[Stored data entries]
*** Begin section ***

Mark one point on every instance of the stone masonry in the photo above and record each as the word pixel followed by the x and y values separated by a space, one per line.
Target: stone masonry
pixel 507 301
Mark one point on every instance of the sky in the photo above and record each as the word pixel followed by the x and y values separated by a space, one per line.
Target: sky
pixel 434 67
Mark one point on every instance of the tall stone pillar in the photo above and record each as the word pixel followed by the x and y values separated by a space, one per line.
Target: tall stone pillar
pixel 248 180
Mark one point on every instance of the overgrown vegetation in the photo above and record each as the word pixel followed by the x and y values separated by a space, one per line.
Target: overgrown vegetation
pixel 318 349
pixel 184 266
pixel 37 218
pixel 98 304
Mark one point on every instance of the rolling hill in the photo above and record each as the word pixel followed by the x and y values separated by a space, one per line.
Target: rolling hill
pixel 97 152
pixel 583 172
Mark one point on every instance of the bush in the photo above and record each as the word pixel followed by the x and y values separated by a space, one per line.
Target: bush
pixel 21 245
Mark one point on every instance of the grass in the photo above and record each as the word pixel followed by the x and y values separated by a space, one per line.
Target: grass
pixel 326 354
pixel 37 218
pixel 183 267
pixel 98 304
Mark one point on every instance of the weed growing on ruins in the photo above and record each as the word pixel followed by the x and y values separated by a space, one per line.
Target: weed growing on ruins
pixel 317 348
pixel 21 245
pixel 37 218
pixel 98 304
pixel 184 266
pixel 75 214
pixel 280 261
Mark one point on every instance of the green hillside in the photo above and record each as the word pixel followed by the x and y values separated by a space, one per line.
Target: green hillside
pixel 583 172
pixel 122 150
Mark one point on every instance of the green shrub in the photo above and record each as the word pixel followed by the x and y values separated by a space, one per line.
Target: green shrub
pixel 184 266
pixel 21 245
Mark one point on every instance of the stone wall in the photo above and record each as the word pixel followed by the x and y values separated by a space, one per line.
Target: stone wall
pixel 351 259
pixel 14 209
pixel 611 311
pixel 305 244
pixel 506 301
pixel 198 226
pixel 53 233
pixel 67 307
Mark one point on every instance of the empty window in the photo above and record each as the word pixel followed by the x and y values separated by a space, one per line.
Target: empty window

*** End section ***

Work through the data and report how many of its lines hold the word "window", giving only the figure.

- Result of the task: 2